| THE PROBLEM |
Transcribe exactly the lines from the one holding "Where can you see the flowering" to the end of the data below, including both of those lines and no others.

Excerpt from a dataset
============

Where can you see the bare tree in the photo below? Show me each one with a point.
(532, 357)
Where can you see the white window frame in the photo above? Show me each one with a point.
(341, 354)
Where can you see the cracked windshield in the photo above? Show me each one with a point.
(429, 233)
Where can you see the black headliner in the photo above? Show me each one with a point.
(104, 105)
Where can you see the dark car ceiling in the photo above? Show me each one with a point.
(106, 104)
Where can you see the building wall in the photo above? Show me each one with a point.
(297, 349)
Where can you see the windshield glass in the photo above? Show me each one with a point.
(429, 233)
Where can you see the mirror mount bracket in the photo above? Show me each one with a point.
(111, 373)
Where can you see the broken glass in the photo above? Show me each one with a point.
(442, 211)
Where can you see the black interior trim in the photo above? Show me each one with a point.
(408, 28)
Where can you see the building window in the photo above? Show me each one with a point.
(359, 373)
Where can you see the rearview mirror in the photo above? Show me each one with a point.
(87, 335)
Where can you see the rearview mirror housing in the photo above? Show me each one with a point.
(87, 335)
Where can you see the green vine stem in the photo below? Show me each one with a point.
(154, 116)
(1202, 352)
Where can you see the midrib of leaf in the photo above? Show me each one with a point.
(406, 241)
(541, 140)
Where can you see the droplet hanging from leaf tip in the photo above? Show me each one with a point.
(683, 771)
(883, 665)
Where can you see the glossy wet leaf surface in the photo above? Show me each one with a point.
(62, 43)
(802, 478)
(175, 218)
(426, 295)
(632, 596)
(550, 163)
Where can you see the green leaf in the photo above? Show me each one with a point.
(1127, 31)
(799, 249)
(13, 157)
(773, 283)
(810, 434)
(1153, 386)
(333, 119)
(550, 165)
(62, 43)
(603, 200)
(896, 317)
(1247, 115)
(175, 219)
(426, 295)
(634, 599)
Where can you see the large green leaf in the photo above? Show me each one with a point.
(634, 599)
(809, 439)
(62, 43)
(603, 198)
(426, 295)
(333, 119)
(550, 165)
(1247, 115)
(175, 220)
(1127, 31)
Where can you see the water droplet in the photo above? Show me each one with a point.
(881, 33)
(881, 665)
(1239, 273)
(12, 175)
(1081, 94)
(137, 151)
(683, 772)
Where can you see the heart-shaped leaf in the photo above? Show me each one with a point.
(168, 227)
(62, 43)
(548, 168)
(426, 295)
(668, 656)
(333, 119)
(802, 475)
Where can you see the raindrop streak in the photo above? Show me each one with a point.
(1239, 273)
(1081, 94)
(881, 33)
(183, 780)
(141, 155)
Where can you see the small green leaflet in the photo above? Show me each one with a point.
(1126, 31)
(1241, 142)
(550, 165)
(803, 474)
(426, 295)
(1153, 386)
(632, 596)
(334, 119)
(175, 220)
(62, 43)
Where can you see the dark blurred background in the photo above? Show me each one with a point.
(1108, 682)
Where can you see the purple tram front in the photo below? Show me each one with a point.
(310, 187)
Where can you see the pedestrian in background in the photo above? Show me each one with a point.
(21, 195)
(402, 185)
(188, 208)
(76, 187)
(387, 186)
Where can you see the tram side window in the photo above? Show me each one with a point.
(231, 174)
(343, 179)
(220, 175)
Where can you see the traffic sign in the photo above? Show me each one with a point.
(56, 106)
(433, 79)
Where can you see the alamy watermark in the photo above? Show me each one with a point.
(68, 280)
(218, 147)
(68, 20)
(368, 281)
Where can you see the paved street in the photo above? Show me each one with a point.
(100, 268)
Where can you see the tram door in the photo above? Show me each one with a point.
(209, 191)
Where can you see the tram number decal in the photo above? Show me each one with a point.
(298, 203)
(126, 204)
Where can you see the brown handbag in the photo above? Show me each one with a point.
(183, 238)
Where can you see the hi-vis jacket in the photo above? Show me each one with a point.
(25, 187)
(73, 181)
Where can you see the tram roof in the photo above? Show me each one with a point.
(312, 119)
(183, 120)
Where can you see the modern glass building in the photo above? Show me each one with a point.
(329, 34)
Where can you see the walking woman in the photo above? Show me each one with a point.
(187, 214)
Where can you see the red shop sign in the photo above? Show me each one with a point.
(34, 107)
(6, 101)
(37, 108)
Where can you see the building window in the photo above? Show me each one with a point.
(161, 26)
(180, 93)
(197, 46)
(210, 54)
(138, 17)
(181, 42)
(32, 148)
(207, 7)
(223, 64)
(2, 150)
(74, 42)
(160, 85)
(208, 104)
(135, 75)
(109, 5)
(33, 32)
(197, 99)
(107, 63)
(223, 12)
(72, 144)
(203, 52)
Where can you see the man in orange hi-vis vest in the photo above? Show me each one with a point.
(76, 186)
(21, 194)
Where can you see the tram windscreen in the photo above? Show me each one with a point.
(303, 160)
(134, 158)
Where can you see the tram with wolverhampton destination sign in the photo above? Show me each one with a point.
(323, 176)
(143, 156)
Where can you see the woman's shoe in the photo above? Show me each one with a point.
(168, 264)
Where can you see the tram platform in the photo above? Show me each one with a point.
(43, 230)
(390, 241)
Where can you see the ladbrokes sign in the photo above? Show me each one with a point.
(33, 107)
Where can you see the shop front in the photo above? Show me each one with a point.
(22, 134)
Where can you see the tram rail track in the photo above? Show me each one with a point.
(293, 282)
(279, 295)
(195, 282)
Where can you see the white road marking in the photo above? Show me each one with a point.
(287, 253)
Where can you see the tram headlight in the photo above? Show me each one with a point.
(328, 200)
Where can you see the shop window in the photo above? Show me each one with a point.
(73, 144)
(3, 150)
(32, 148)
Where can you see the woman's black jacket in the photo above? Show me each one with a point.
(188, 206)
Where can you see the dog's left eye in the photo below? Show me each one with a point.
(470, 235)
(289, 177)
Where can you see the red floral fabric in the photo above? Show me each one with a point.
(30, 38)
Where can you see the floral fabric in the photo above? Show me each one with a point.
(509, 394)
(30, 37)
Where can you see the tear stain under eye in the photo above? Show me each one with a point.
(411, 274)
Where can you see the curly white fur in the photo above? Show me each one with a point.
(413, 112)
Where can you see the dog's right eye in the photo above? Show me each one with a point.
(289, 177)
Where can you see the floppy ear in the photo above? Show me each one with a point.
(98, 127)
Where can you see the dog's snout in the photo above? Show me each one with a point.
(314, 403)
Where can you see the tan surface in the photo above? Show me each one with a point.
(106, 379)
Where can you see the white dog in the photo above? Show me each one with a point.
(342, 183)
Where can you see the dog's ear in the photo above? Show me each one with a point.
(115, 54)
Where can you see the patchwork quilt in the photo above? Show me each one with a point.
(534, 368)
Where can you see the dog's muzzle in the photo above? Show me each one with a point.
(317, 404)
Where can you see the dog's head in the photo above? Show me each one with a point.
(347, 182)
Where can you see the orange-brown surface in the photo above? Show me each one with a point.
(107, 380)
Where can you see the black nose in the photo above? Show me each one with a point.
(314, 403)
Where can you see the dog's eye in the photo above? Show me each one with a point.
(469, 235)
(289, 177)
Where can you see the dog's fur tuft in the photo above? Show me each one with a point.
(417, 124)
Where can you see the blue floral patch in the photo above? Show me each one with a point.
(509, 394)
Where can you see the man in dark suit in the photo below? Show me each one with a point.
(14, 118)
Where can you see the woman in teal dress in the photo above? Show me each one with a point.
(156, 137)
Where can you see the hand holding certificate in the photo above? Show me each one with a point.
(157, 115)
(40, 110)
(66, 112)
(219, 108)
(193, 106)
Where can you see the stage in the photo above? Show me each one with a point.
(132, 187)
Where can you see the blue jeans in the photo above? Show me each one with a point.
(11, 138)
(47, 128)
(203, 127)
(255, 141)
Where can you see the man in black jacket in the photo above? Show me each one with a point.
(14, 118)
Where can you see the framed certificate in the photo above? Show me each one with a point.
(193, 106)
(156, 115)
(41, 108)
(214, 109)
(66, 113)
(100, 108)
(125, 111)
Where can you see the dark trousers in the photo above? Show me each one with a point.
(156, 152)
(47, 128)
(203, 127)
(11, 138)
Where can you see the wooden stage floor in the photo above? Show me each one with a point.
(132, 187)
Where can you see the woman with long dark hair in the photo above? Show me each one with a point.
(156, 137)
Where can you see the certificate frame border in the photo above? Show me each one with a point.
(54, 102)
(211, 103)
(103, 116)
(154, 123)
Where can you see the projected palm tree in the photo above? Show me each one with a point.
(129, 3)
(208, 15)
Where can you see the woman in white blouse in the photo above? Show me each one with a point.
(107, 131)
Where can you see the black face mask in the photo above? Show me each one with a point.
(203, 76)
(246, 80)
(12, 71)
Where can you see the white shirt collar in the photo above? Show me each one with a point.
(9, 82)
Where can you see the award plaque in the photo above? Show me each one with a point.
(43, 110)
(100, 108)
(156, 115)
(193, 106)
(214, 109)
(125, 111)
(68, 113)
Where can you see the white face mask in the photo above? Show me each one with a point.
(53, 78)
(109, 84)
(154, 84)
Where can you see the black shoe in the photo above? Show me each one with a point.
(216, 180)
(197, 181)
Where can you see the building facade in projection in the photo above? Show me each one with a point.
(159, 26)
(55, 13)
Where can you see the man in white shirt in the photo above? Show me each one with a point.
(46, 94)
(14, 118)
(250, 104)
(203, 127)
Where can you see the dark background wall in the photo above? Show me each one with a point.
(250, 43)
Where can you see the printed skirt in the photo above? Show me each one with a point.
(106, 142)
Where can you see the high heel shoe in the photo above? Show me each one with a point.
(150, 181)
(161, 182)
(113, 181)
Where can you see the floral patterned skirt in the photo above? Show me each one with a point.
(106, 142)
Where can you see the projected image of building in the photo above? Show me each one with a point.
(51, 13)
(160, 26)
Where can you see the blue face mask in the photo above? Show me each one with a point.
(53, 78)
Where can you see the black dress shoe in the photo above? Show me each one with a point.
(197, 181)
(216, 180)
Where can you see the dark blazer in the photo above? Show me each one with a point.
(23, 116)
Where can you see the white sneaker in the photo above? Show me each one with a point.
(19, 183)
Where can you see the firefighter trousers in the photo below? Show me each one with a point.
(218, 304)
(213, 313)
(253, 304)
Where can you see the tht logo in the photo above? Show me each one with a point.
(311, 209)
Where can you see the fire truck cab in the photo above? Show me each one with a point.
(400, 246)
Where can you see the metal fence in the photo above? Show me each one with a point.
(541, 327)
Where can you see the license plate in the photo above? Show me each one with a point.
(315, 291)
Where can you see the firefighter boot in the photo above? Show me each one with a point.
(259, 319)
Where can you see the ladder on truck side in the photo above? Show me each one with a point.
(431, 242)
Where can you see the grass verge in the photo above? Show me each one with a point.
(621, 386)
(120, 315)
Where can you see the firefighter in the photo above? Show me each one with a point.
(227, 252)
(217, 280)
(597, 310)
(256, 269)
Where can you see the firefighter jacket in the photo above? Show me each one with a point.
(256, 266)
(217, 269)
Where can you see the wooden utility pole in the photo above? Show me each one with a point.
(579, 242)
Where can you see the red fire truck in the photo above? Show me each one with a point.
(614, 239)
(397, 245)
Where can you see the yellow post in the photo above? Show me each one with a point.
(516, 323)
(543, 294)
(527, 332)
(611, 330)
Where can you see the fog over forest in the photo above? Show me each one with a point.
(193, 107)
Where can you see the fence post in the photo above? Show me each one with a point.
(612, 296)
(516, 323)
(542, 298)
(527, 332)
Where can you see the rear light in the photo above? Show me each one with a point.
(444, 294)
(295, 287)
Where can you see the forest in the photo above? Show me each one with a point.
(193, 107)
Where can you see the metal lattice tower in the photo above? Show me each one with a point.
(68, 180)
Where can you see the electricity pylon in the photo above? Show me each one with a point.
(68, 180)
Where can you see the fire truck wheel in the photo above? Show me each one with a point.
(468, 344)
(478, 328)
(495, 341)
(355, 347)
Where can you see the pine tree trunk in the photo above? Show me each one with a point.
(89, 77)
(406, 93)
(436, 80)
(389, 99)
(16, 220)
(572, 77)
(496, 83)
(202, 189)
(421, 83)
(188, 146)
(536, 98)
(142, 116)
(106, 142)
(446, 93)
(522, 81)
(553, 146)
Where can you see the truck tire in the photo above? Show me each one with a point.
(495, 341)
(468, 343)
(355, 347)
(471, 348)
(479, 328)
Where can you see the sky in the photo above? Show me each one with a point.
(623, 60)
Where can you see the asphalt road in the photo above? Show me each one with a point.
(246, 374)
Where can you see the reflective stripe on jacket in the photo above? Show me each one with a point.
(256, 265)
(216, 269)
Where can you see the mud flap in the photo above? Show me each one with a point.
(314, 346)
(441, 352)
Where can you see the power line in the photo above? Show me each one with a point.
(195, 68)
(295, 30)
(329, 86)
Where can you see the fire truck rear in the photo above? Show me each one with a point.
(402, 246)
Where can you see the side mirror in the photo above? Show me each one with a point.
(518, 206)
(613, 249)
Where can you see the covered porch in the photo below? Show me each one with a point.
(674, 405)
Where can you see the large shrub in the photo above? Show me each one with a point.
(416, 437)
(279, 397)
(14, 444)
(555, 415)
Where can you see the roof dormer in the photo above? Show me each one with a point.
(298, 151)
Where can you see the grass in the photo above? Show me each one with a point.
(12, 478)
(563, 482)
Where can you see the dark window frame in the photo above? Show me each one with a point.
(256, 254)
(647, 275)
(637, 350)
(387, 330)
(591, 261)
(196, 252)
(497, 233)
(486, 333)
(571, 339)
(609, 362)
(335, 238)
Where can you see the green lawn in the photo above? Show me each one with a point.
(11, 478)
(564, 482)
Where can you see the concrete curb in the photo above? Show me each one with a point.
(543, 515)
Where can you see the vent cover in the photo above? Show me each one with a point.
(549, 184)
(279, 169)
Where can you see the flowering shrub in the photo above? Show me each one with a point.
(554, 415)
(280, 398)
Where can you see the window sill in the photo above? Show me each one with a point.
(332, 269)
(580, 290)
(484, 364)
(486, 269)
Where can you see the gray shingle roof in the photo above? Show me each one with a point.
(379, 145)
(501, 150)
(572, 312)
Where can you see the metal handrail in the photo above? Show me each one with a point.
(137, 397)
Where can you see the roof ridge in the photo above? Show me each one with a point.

============

| FULL RESPONSE |
Where can you see the flowering shrub in the photo above? Show me each one with a point.
(554, 415)
(280, 398)
Where can you see the window sill in the photo above? Show me each one with a point.
(332, 269)
(580, 290)
(484, 364)
(486, 269)
Where can you see the gray shingle roof in the photo above? Show me each one with a point.
(379, 145)
(501, 150)
(572, 312)
Where can you see the metal handrail in the photo above? Show me each one with a point.
(137, 397)
Where can you see the roof ridge in the photo above? Show me each one with a point.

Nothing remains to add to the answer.